**TASK STATEMENT**
Reproduce the items word for word, starting at the first line and ending at the line that contains "xmin=0 ymin=0 xmax=474 ymax=213", with both ends included.
==== DATA LINES ====
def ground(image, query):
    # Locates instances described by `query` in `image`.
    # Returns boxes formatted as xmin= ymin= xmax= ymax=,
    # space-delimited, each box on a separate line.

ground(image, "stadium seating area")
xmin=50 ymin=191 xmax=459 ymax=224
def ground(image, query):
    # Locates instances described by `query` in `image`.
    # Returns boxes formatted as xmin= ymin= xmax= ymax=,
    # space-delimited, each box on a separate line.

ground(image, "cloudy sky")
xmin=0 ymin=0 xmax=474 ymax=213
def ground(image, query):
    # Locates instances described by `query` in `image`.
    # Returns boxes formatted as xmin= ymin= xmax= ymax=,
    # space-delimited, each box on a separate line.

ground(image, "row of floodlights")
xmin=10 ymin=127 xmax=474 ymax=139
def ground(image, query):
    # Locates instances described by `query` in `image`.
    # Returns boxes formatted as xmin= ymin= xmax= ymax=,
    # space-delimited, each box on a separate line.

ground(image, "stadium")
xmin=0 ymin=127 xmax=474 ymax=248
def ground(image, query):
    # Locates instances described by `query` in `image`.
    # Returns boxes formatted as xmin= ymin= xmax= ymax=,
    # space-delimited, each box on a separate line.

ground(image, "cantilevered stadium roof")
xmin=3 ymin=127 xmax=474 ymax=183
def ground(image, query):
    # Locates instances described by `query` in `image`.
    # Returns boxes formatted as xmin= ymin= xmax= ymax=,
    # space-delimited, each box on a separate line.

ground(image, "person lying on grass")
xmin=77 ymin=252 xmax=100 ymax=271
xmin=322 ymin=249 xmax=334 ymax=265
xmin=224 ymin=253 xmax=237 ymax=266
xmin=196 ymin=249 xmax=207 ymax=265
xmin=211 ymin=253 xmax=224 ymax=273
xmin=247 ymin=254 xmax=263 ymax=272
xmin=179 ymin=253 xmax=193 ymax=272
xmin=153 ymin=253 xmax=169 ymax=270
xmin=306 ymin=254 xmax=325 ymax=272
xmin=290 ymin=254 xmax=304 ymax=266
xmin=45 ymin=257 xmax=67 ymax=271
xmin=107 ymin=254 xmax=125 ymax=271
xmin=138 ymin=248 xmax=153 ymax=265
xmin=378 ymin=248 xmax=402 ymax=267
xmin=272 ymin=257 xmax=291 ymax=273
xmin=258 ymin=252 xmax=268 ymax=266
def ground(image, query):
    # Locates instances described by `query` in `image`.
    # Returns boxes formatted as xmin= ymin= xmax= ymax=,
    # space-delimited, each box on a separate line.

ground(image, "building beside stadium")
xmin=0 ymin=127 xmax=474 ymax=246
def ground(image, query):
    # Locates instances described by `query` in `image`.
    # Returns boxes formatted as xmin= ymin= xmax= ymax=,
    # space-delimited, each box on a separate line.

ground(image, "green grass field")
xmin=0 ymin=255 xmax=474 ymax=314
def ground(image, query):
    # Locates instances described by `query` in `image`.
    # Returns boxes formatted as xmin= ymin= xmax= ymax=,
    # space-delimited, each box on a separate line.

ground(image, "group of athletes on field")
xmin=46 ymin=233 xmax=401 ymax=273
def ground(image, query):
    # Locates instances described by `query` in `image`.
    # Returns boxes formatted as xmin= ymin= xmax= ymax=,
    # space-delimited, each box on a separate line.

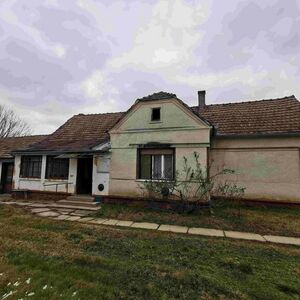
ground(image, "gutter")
xmin=213 ymin=130 xmax=300 ymax=139
xmin=11 ymin=150 xmax=107 ymax=156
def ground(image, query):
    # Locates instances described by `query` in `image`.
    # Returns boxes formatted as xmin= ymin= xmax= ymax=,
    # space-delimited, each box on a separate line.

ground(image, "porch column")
xmin=40 ymin=155 xmax=47 ymax=191
xmin=13 ymin=155 xmax=21 ymax=189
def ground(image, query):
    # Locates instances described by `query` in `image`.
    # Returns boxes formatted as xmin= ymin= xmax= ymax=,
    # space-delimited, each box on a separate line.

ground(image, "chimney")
xmin=198 ymin=91 xmax=206 ymax=108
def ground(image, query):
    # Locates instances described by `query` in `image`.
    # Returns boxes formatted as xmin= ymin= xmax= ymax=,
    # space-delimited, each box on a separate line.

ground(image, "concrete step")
xmin=47 ymin=202 xmax=101 ymax=211
xmin=57 ymin=199 xmax=99 ymax=207
xmin=64 ymin=195 xmax=95 ymax=202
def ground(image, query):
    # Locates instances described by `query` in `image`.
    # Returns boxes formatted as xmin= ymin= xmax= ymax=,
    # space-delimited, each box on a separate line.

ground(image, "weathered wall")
xmin=13 ymin=155 xmax=77 ymax=193
xmin=109 ymin=100 xmax=210 ymax=197
xmin=0 ymin=161 xmax=2 ymax=182
xmin=210 ymin=137 xmax=300 ymax=201
xmin=13 ymin=155 xmax=109 ymax=195
xmin=92 ymin=154 xmax=110 ymax=195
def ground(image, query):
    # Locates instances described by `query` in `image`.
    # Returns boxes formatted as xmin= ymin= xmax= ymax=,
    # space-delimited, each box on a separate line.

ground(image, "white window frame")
xmin=151 ymin=154 xmax=174 ymax=180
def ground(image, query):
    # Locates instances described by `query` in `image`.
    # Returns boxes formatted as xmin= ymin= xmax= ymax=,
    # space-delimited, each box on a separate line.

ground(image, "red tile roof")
xmin=192 ymin=96 xmax=300 ymax=135
xmin=0 ymin=135 xmax=46 ymax=158
xmin=26 ymin=112 xmax=124 ymax=152
xmin=22 ymin=92 xmax=300 ymax=152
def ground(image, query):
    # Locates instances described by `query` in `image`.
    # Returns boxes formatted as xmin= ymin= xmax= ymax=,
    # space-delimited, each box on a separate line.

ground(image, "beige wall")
xmin=109 ymin=99 xmax=210 ymax=197
xmin=210 ymin=137 xmax=300 ymax=201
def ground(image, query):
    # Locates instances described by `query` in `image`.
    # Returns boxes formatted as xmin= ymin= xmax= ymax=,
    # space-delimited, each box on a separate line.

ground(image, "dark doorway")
xmin=76 ymin=157 xmax=93 ymax=194
xmin=1 ymin=162 xmax=14 ymax=194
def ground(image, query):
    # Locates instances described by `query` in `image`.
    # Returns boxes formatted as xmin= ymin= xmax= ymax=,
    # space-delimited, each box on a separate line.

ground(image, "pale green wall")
xmin=210 ymin=137 xmax=300 ymax=201
xmin=109 ymin=99 xmax=210 ymax=196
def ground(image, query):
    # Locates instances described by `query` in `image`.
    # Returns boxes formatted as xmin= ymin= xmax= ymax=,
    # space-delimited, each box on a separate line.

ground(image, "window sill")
xmin=149 ymin=121 xmax=162 ymax=124
xmin=45 ymin=178 xmax=68 ymax=182
xmin=135 ymin=179 xmax=174 ymax=182
xmin=19 ymin=177 xmax=41 ymax=181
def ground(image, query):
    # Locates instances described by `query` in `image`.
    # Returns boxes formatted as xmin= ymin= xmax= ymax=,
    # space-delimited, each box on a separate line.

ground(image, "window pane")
xmin=152 ymin=155 xmax=162 ymax=179
xmin=20 ymin=156 xmax=42 ymax=178
xmin=164 ymin=155 xmax=173 ymax=179
xmin=140 ymin=155 xmax=151 ymax=179
xmin=46 ymin=156 xmax=69 ymax=179
xmin=151 ymin=107 xmax=160 ymax=121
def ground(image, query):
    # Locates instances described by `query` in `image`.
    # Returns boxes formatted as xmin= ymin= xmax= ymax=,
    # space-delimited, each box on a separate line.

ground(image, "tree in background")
xmin=0 ymin=105 xmax=32 ymax=138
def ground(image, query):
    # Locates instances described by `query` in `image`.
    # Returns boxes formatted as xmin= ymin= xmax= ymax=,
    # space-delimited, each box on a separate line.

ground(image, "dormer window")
xmin=151 ymin=107 xmax=160 ymax=122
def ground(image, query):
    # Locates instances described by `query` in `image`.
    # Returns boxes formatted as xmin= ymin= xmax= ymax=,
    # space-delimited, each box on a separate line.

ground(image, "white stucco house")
xmin=2 ymin=91 xmax=300 ymax=202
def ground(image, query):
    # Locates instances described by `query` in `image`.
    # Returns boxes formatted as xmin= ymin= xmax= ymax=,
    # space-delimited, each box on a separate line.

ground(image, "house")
xmin=13 ymin=91 xmax=300 ymax=202
xmin=0 ymin=135 xmax=46 ymax=194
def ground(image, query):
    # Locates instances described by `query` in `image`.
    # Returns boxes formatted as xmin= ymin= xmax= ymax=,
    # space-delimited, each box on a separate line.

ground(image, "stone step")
xmin=57 ymin=199 xmax=99 ymax=207
xmin=47 ymin=202 xmax=101 ymax=211
xmin=64 ymin=195 xmax=95 ymax=202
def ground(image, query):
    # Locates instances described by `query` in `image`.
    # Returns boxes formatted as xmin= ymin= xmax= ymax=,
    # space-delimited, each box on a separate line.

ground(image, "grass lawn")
xmin=96 ymin=201 xmax=300 ymax=237
xmin=0 ymin=206 xmax=300 ymax=299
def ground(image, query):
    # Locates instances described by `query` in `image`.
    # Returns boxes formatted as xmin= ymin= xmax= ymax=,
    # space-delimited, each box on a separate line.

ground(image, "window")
====
**CORRECT RESPONSE**
def ground(image, query):
    # Locates instances described by `query` in `image`.
    # Returns boxes formatted as xmin= ymin= xmax= ymax=,
    # space-delimited, each box on a separate line.

ground(image, "stadium seating area")
xmin=50 ymin=191 xmax=459 ymax=224
def ground(image, query):
    # Locates instances described by `query` in `image`.
    # Returns boxes formatted as xmin= ymin= xmax= ymax=,
    # space-delimited, each box on a separate line.

ground(image, "cloudy sky")
xmin=0 ymin=0 xmax=474 ymax=213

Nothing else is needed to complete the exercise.